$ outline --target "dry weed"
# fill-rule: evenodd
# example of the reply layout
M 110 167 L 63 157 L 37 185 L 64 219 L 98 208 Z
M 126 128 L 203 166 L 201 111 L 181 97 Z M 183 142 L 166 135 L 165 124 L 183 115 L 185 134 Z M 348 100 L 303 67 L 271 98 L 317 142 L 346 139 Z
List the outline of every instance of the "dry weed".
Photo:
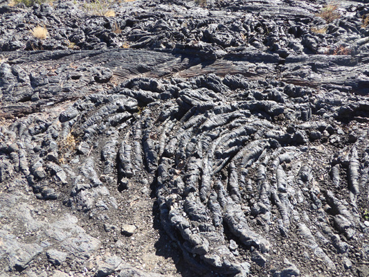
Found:
M 363 28 L 366 28 L 369 26 L 369 15 L 367 15 L 366 17 L 363 15 Z
M 351 49 L 350 49 L 350 48 L 341 45 L 341 46 L 336 48 L 333 51 L 333 54 L 332 55 L 347 55 L 351 54 L 351 52 L 352 52 Z
M 74 49 L 74 47 L 75 47 L 75 44 L 74 42 L 71 42 L 69 39 L 68 39 L 68 42 L 66 42 L 67 43 L 67 47 L 69 48 L 69 49 Z
M 331 48 L 330 47 L 329 50 L 327 50 L 325 53 L 325 55 L 351 55 L 352 53 L 352 49 L 341 45 L 334 48 Z
M 60 141 L 58 143 L 58 147 L 60 150 L 59 163 L 64 163 L 66 160 L 66 154 L 74 152 L 76 149 L 76 146 L 77 140 L 72 133 L 70 132 L 64 139 Z
M 317 17 L 320 17 L 325 20 L 327 23 L 331 23 L 334 19 L 341 17 L 341 14 L 337 12 L 336 5 L 327 5 L 324 7 L 321 12 L 316 14 Z
M 124 48 L 125 49 L 129 48 L 129 44 L 128 44 L 127 42 L 125 42 L 123 45 L 122 45 L 122 48 Z
M 114 12 L 113 10 L 109 10 L 104 14 L 104 16 L 107 17 L 114 17 L 116 16 L 116 12 Z
M 32 30 L 32 35 L 39 39 L 45 39 L 47 37 L 48 31 L 46 28 L 37 26 Z
M 122 33 L 122 30 L 120 29 L 120 27 L 116 22 L 114 23 L 114 25 L 113 25 L 113 28 L 111 29 L 113 33 L 115 33 L 116 34 L 120 34 Z
M 203 8 L 206 6 L 206 0 L 195 0 L 195 3 Z
M 312 28 L 312 32 L 315 33 L 316 34 L 325 34 L 327 32 L 328 26 L 324 26 L 323 28 Z

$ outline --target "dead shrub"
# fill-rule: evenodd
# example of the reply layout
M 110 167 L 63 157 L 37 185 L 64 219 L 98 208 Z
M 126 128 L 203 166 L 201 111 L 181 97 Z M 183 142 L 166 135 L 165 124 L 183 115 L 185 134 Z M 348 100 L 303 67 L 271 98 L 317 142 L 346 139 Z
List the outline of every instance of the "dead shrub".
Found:
M 369 15 L 367 15 L 366 17 L 363 16 L 363 28 L 366 28 L 369 26 Z
M 32 35 L 39 39 L 45 39 L 47 37 L 47 35 L 46 28 L 39 26 L 35 27 L 32 30 Z
M 321 12 L 316 14 L 317 17 L 323 18 L 327 23 L 331 23 L 334 19 L 341 17 L 341 14 L 336 10 L 336 5 L 327 5 L 324 7 Z

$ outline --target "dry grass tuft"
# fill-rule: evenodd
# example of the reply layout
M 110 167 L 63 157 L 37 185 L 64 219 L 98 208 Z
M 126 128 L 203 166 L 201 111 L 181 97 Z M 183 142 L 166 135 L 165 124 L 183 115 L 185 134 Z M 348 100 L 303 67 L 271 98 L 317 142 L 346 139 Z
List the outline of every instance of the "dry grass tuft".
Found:
M 116 34 L 120 34 L 122 33 L 122 30 L 120 29 L 120 27 L 116 22 L 114 23 L 114 25 L 113 26 L 113 28 L 111 29 L 113 33 L 115 33 Z
M 325 34 L 327 32 L 328 26 L 324 26 L 323 28 L 312 28 L 312 32 L 315 33 L 316 34 Z
M 75 47 L 75 44 L 74 42 L 71 42 L 69 39 L 68 39 L 68 42 L 66 42 L 66 43 L 68 44 L 68 48 L 69 49 L 74 49 L 74 48 Z
M 116 12 L 114 12 L 113 10 L 109 10 L 104 14 L 104 16 L 107 17 L 114 17 L 116 16 Z
M 325 53 L 325 55 L 348 55 L 352 53 L 352 49 L 350 49 L 346 46 L 341 45 L 336 48 L 329 48 L 329 50 Z
M 195 0 L 195 3 L 202 8 L 206 6 L 206 0 Z
M 341 45 L 341 46 L 336 48 L 333 51 L 333 54 L 332 55 L 347 55 L 351 54 L 351 52 L 352 52 L 352 51 L 351 49 L 350 49 L 349 48 L 345 47 L 345 46 Z
M 32 30 L 32 35 L 39 39 L 45 39 L 47 37 L 48 31 L 46 28 L 37 26 Z
M 75 151 L 77 140 L 71 133 L 69 133 L 64 139 L 59 142 L 58 147 L 60 150 L 59 163 L 64 163 L 66 161 L 67 153 Z
M 334 19 L 341 17 L 341 14 L 337 12 L 336 5 L 327 5 L 324 7 L 321 12 L 316 14 L 317 17 L 320 17 L 325 20 L 327 23 L 331 23 Z

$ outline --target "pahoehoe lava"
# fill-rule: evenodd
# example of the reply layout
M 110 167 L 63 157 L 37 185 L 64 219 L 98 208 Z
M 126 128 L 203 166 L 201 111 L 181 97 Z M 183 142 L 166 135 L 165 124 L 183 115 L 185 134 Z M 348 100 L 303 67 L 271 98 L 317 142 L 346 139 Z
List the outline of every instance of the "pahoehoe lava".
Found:
M 0 0 L 1 274 L 369 276 L 369 7 L 339 2 Z M 112 250 L 155 219 L 177 273 Z

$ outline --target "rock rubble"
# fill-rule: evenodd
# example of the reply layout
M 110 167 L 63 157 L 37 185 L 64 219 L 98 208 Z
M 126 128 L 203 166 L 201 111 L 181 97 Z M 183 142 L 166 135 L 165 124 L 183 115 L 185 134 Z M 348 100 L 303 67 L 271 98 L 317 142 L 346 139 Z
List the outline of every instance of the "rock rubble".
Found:
M 369 6 L 327 4 L 0 0 L 1 274 L 367 276 Z

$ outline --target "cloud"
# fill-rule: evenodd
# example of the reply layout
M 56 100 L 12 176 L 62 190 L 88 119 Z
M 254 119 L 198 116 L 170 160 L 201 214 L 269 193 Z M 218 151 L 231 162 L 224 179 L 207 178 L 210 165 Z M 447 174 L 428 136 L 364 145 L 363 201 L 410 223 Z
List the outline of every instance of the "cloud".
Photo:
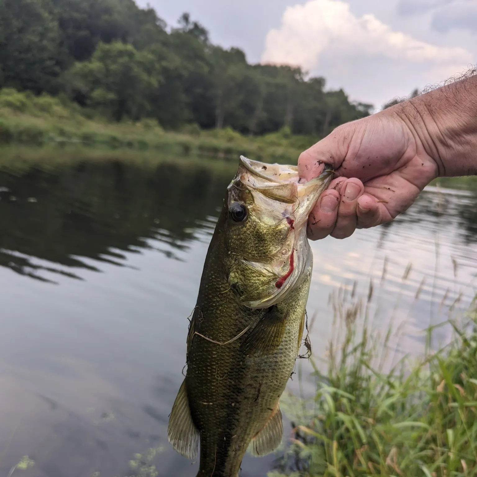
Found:
M 463 29 L 477 32 L 477 4 L 465 0 L 440 9 L 433 16 L 431 26 L 439 33 Z
M 300 66 L 354 99 L 379 105 L 461 72 L 472 59 L 464 48 L 417 40 L 373 14 L 356 16 L 341 0 L 288 7 L 261 57 L 263 63 Z
M 397 12 L 403 16 L 422 15 L 452 2 L 452 0 L 399 0 Z

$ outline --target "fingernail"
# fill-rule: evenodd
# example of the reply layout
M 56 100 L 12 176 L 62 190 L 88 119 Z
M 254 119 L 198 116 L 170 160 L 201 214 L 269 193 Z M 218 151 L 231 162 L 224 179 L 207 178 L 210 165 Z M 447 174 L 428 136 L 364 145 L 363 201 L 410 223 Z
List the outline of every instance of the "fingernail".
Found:
M 329 214 L 334 212 L 338 207 L 338 199 L 334 196 L 325 196 L 321 199 L 320 208 L 321 212 Z
M 344 197 L 347 200 L 355 200 L 361 188 L 354 182 L 348 182 L 344 191 Z

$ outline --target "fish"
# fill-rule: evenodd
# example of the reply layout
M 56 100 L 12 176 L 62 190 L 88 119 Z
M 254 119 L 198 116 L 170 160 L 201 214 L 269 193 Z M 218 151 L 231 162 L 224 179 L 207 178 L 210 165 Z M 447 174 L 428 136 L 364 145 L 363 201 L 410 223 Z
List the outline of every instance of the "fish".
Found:
M 313 265 L 308 216 L 333 172 L 241 156 L 207 252 L 167 436 L 197 477 L 237 477 L 283 437 L 279 404 L 299 353 Z

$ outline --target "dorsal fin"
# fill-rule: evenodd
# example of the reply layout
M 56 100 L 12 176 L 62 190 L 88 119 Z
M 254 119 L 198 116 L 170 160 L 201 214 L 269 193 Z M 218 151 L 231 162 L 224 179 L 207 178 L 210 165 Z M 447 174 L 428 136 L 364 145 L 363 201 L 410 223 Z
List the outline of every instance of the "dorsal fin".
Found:
M 192 421 L 185 380 L 182 382 L 172 406 L 167 438 L 174 449 L 184 457 L 193 459 L 197 455 L 199 431 Z

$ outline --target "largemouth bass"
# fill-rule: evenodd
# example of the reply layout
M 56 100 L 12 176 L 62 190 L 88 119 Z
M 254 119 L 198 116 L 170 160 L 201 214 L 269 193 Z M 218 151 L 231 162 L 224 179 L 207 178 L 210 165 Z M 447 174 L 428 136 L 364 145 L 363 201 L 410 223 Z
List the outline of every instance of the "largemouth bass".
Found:
M 237 477 L 248 448 L 274 450 L 279 400 L 300 347 L 313 258 L 309 214 L 332 171 L 299 183 L 296 167 L 240 157 L 206 258 L 187 338 L 186 378 L 168 437 L 197 477 Z

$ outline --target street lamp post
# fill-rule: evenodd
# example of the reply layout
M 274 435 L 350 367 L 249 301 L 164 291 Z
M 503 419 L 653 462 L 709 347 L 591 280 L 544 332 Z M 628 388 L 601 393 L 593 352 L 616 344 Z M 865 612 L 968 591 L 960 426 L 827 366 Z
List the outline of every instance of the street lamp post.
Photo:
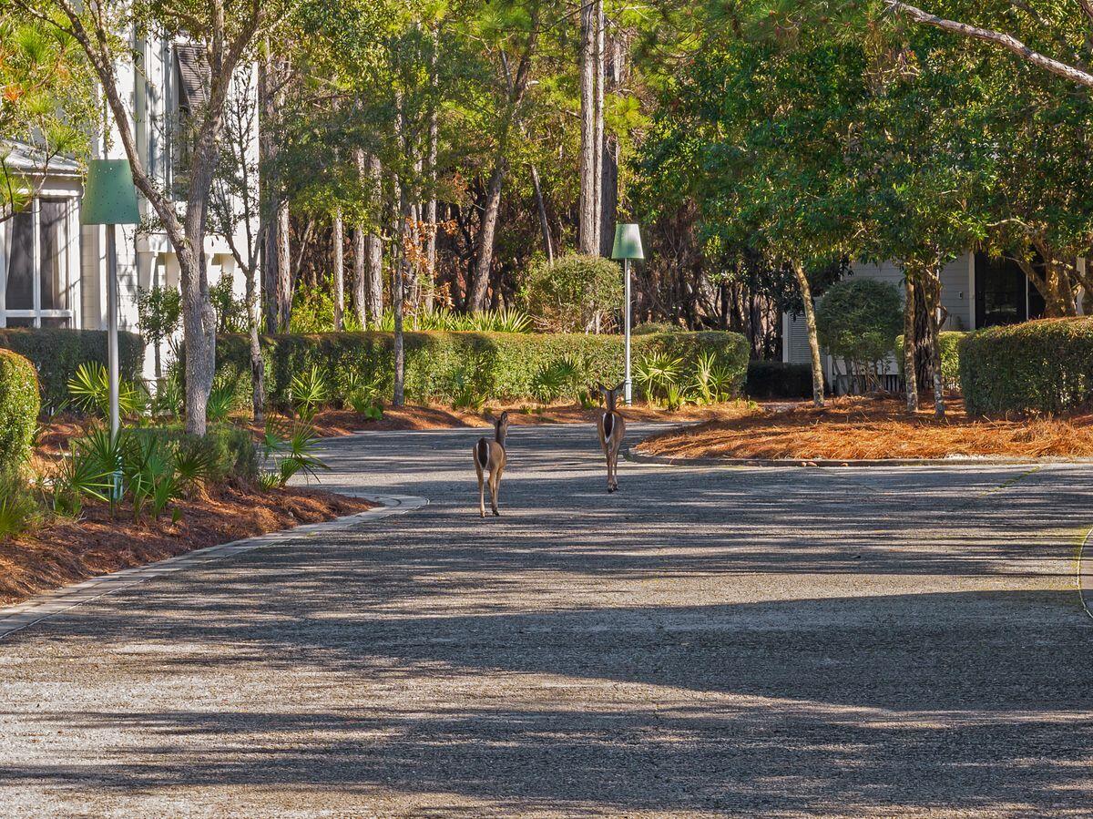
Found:
M 110 436 L 117 437 L 121 425 L 118 408 L 118 246 L 117 225 L 137 224 L 137 189 L 128 160 L 92 160 L 87 163 L 87 182 L 80 207 L 81 224 L 106 225 L 106 303 L 107 303 L 107 370 L 110 390 Z M 115 476 L 115 484 L 117 484 Z M 119 487 L 115 485 L 115 491 Z
M 623 290 L 625 295 L 623 296 L 623 314 L 622 314 L 622 326 L 623 335 L 625 336 L 625 348 L 626 348 L 626 363 L 625 363 L 625 391 L 624 397 L 626 406 L 631 405 L 633 400 L 633 382 L 630 377 L 630 324 L 631 324 L 631 297 L 630 297 L 630 260 L 631 259 L 644 259 L 645 254 L 642 251 L 642 232 L 638 230 L 636 224 L 616 224 L 615 225 L 615 242 L 614 247 L 611 250 L 612 259 L 622 259 L 623 269 Z

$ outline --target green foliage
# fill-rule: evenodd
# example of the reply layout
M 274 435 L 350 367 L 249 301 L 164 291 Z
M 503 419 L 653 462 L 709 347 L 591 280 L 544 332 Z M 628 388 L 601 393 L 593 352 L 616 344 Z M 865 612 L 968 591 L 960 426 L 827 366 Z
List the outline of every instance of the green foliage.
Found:
M 556 401 L 563 395 L 580 400 L 588 384 L 588 365 L 579 355 L 563 355 L 536 373 L 531 381 L 532 395 L 543 403 Z
M 1093 318 L 990 327 L 959 347 L 972 414 L 1067 412 L 1093 399 Z
M 319 472 L 330 468 L 315 454 L 318 446 L 315 429 L 307 421 L 267 424 L 262 460 L 272 460 L 274 469 L 259 476 L 259 485 L 283 488 L 296 475 L 303 475 L 308 482 L 312 478 L 318 480 Z
M 317 364 L 312 364 L 302 373 L 296 373 L 289 385 L 293 409 L 303 421 L 312 421 L 315 413 L 327 402 L 330 390 L 327 379 Z
M 247 303 L 235 297 L 231 273 L 223 273 L 220 281 L 209 288 L 209 301 L 216 312 L 218 332 L 246 332 Z
M 167 397 L 165 396 L 165 398 Z M 212 389 L 209 390 L 209 398 L 205 401 L 205 420 L 212 424 L 223 423 L 238 408 L 239 396 L 235 384 L 225 378 L 214 379 Z
M 34 364 L 42 406 L 49 411 L 68 401 L 68 384 L 81 364 L 96 362 L 105 367 L 107 363 L 105 330 L 0 329 L 0 348 L 14 350 Z M 121 377 L 139 381 L 144 361 L 141 337 L 119 332 L 118 353 Z
M 129 430 L 134 437 L 154 437 L 175 453 L 184 484 L 199 482 L 254 483 L 258 477 L 258 449 L 246 429 L 210 424 L 204 436 L 188 434 L 181 425 Z
M 292 301 L 289 320 L 292 332 L 332 332 L 334 329 L 334 296 L 318 288 L 297 288 Z M 356 313 L 349 308 L 342 313 L 342 329 L 353 332 L 362 329 Z
M 439 308 L 432 312 L 419 311 L 403 318 L 406 330 L 447 330 L 448 332 L 528 332 L 531 318 L 515 307 L 486 309 L 481 313 L 454 313 Z M 379 329 L 395 332 L 395 314 L 384 313 Z
M 392 384 L 393 339 L 384 332 L 341 332 L 316 336 L 266 336 L 262 359 L 270 399 L 289 403 L 292 379 L 317 366 L 328 384 L 357 373 L 375 382 L 383 395 Z M 690 371 L 703 351 L 713 351 L 726 367 L 726 390 L 739 395 L 748 366 L 748 342 L 734 332 L 670 332 L 640 336 L 633 341 L 635 359 L 661 352 L 681 359 Z M 236 384 L 249 400 L 250 353 L 244 336 L 222 336 L 216 348 L 219 377 Z M 534 397 L 536 375 L 567 356 L 579 356 L 587 383 L 616 383 L 622 378 L 621 336 L 407 332 L 407 396 L 412 401 L 450 400 L 470 390 L 484 400 Z
M 553 265 L 532 265 L 520 282 L 520 301 L 548 332 L 591 332 L 611 328 L 622 311 L 619 262 L 571 254 Z
M 837 282 L 816 306 L 820 343 L 844 359 L 855 375 L 875 374 L 878 364 L 892 353 L 902 327 L 900 291 L 877 279 Z
M 77 367 L 69 381 L 69 397 L 77 409 L 108 418 L 110 414 L 110 381 L 106 367 L 87 362 Z M 122 418 L 139 418 L 149 409 L 149 395 L 139 382 L 118 382 L 118 412 Z
M 811 398 L 812 367 L 783 361 L 749 361 L 749 398 Z
M 158 344 L 181 329 L 183 294 L 177 288 L 156 284 L 137 291 L 137 326 L 145 343 Z
M 31 362 L 0 350 L 0 473 L 19 472 L 31 457 L 39 408 Z
M 669 387 L 678 391 L 682 373 L 682 359 L 655 350 L 634 362 L 634 385 L 647 401 L 657 401 L 667 396 Z
M 43 518 L 42 502 L 26 480 L 0 476 L 0 541 L 34 528 Z

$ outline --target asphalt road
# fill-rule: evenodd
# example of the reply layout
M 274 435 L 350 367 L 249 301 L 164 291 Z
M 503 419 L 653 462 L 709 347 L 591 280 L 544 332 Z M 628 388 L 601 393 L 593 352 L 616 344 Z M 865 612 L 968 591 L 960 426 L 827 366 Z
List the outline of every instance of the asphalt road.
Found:
M 330 447 L 430 505 L 0 641 L 0 814 L 1091 816 L 1089 467 L 620 465 L 514 428 Z M 632 436 L 634 435 L 632 431 Z

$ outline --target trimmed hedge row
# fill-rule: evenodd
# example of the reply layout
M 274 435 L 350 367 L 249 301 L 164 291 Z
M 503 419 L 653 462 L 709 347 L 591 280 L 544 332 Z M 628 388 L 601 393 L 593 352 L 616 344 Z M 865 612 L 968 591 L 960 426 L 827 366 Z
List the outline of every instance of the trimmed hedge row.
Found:
M 960 383 L 972 414 L 1063 412 L 1093 398 L 1093 318 L 1042 318 L 968 334 Z
M 785 361 L 749 361 L 749 398 L 811 398 L 812 365 Z
M 89 361 L 106 366 L 106 330 L 61 330 L 50 328 L 0 329 L 0 348 L 28 359 L 38 373 L 42 405 L 56 410 L 68 399 L 69 378 Z M 144 342 L 136 332 L 118 332 L 118 363 L 121 377 L 140 378 Z
M 34 365 L 0 350 L 0 473 L 17 471 L 31 457 L 40 409 Z
M 473 384 L 491 399 L 519 400 L 533 396 L 536 375 L 565 356 L 583 359 L 588 381 L 618 382 L 623 371 L 621 336 L 530 332 L 407 332 L 406 395 L 424 401 L 454 397 L 461 385 Z M 216 342 L 218 376 L 237 385 L 240 398 L 250 391 L 250 352 L 247 338 L 221 336 Z M 337 388 L 354 373 L 376 378 L 390 395 L 393 379 L 393 335 L 389 332 L 326 332 L 308 336 L 267 336 L 262 339 L 266 393 L 272 401 L 287 399 L 292 377 L 317 365 Z M 736 332 L 665 332 L 633 339 L 636 358 L 663 352 L 681 358 L 686 367 L 702 351 L 714 352 L 729 367 L 740 394 L 748 367 L 748 341 Z M 685 371 L 684 371 L 685 372 Z

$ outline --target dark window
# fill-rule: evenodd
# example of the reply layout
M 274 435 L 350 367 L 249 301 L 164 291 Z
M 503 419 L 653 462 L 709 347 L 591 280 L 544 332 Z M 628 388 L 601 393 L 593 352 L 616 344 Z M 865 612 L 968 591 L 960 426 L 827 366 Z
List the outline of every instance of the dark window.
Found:
M 42 309 L 66 309 L 64 292 L 64 217 L 67 202 L 43 199 L 39 202 L 38 231 L 42 235 Z M 10 301 L 9 301 L 10 304 Z
M 1019 324 L 1043 315 L 1044 300 L 1018 262 L 975 255 L 976 327 Z
M 7 308 L 34 309 L 34 213 L 30 208 L 11 220 Z

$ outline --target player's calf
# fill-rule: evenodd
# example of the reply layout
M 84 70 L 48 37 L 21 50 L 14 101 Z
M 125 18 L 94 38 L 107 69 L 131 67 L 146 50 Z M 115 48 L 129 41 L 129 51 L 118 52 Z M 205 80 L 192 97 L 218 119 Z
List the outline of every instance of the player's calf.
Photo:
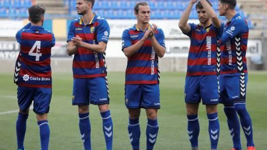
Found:
M 252 123 L 249 114 L 247 111 L 245 103 L 234 104 L 235 109 L 240 117 L 240 123 L 247 139 L 247 146 L 254 146 L 253 141 Z
M 103 119 L 103 132 L 107 150 L 112 149 L 113 125 L 110 110 L 100 113 Z

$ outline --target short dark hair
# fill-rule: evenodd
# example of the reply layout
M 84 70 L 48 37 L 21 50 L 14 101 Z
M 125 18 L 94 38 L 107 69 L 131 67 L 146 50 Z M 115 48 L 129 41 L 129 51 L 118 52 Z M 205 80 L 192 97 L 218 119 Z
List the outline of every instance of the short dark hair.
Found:
M 206 1 L 208 2 L 208 3 L 212 7 L 212 5 L 211 4 L 211 3 L 208 0 L 206 0 Z M 196 5 L 196 9 L 198 8 L 200 9 L 202 9 L 204 8 L 203 7 L 203 6 L 202 5 L 202 4 L 201 4 L 201 3 L 200 2 L 200 1 L 198 1 L 198 3 L 197 3 L 197 5 Z
M 235 9 L 236 6 L 236 0 L 219 0 L 221 2 L 227 4 L 229 5 L 230 9 Z
M 95 0 L 84 0 L 85 1 L 90 2 L 92 3 L 92 9 L 93 8 L 93 7 L 94 6 L 94 4 L 95 4 Z
M 139 2 L 136 3 L 135 6 L 134 6 L 134 12 L 136 13 L 138 13 L 138 11 L 139 11 L 139 6 L 148 6 L 148 4 L 147 3 L 145 2 Z
M 34 23 L 39 22 L 42 20 L 46 12 L 46 8 L 42 5 L 37 4 L 32 6 L 28 9 L 29 16 L 31 21 Z

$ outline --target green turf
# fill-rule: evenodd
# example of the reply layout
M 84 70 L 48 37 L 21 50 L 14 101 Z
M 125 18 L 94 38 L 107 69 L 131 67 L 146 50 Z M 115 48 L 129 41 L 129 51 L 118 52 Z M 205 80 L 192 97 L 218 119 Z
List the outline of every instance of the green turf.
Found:
M 16 87 L 12 73 L 0 74 L 0 112 L 17 109 Z M 124 77 L 123 72 L 110 72 L 108 75 L 110 95 L 110 108 L 114 124 L 113 149 L 131 149 L 128 137 L 127 111 L 124 105 Z M 267 148 L 267 72 L 251 72 L 247 94 L 247 108 L 252 119 L 254 139 L 257 149 Z M 183 94 L 185 74 L 163 72 L 161 78 L 161 109 L 158 112 L 160 130 L 154 150 L 189 150 L 187 131 L 187 120 Z M 51 131 L 50 149 L 83 150 L 78 125 L 77 107 L 71 105 L 73 79 L 71 73 L 53 74 L 53 96 L 49 114 Z M 91 105 L 90 119 L 93 149 L 105 149 L 102 131 L 102 121 L 97 107 Z M 231 136 L 221 105 L 218 107 L 221 131 L 218 149 L 232 147 Z M 0 115 L 0 150 L 16 148 L 15 122 L 17 113 Z M 199 115 L 201 127 L 199 146 L 201 149 L 210 147 L 208 121 L 204 106 L 201 105 Z M 140 119 L 141 149 L 145 149 L 146 120 L 142 110 Z M 242 146 L 246 140 L 243 132 Z M 25 145 L 27 150 L 40 149 L 39 129 L 35 115 L 31 111 L 27 123 Z

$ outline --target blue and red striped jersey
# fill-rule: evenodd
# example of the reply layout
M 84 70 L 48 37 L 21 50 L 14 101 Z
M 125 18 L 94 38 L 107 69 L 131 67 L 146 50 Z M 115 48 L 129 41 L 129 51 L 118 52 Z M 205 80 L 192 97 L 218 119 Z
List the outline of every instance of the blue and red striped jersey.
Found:
M 15 81 L 22 86 L 51 88 L 50 63 L 51 48 L 55 45 L 54 34 L 42 26 L 29 23 L 18 32 L 16 38 L 20 51 L 16 63 Z
M 221 41 L 221 74 L 247 72 L 246 53 L 248 37 L 247 22 L 239 14 L 225 24 Z
M 216 75 L 218 42 L 223 31 L 223 24 L 218 28 L 212 24 L 204 28 L 189 23 L 190 45 L 187 60 L 187 76 Z
M 83 39 L 83 42 L 90 44 L 97 45 L 100 42 L 107 43 L 109 25 L 105 19 L 94 15 L 88 25 L 84 24 L 81 17 L 71 22 L 67 42 L 79 35 Z M 88 78 L 106 76 L 105 55 L 105 52 L 97 53 L 85 48 L 77 48 L 73 64 L 73 78 Z
M 136 43 L 144 34 L 144 32 L 139 30 L 136 25 L 125 30 L 122 35 L 123 51 L 124 48 Z M 160 45 L 165 47 L 162 30 L 157 29 L 154 36 Z M 159 73 L 158 57 L 149 38 L 136 53 L 128 57 L 125 84 L 158 84 Z

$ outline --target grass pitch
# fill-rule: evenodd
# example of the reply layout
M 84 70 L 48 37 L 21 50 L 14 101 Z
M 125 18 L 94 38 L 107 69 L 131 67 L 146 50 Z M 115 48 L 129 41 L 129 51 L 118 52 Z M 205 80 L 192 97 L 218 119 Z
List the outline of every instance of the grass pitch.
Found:
M 0 73 L 0 150 L 16 149 L 15 123 L 18 109 L 16 86 L 13 83 L 13 75 Z M 161 109 L 158 112 L 159 131 L 154 150 L 190 149 L 187 133 L 187 119 L 184 102 L 185 74 L 163 72 L 160 83 Z M 53 74 L 53 95 L 49 120 L 50 129 L 50 149 L 83 149 L 79 135 L 76 106 L 71 104 L 73 78 L 70 73 Z M 247 95 L 247 108 L 252 117 L 254 142 L 257 149 L 267 149 L 267 77 L 266 72 L 250 72 Z M 127 126 L 128 112 L 124 104 L 124 73 L 109 72 L 108 75 L 110 96 L 110 109 L 113 121 L 114 150 L 131 149 Z M 97 107 L 90 106 L 93 149 L 105 149 L 102 131 L 102 120 Z M 220 123 L 218 150 L 232 148 L 231 137 L 222 105 L 218 105 Z M 1 114 L 3 112 L 8 113 Z M 145 112 L 140 118 L 140 149 L 146 149 Z M 200 105 L 199 118 L 201 131 L 199 147 L 210 149 L 208 121 L 205 107 Z M 246 149 L 246 141 L 241 132 L 242 145 Z M 25 146 L 27 150 L 40 149 L 39 128 L 35 115 L 30 111 L 27 122 Z

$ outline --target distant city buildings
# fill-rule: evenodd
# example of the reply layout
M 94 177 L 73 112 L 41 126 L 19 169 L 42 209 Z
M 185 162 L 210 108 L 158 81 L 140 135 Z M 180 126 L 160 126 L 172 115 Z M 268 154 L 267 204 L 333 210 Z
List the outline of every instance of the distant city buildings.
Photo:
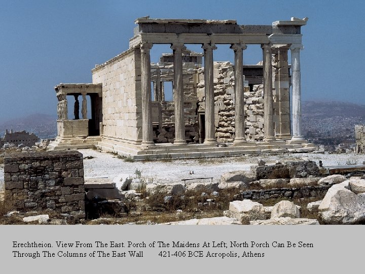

▶ _What you will do_
Can you print the part of the material that opens with the line containing "--target player's calf" and closes with the line containing "M 103 119 L", character for character, but without the picture?

▶ _Solution below_
$ outline --target player's calf
# fill-rule: evenodd
# example of the reply layout
M 84 70 L 48 37 L 21 50 L 14 101 Z
M 125 18 L 94 38 L 107 69 L 131 67 L 146 50 Z M 115 48 L 129 41 L 129 51 L 118 52 Z M 205 80 L 192 97 L 218 119 Z
List the outline of every instance of the player's calf.
Photo:
Found:
M 252 123 L 249 114 L 247 111 L 245 103 L 234 104 L 235 109 L 240 117 L 240 123 L 247 139 L 247 146 L 254 146 L 253 141 Z
M 103 119 L 103 132 L 107 150 L 112 149 L 113 125 L 110 110 L 100 113 Z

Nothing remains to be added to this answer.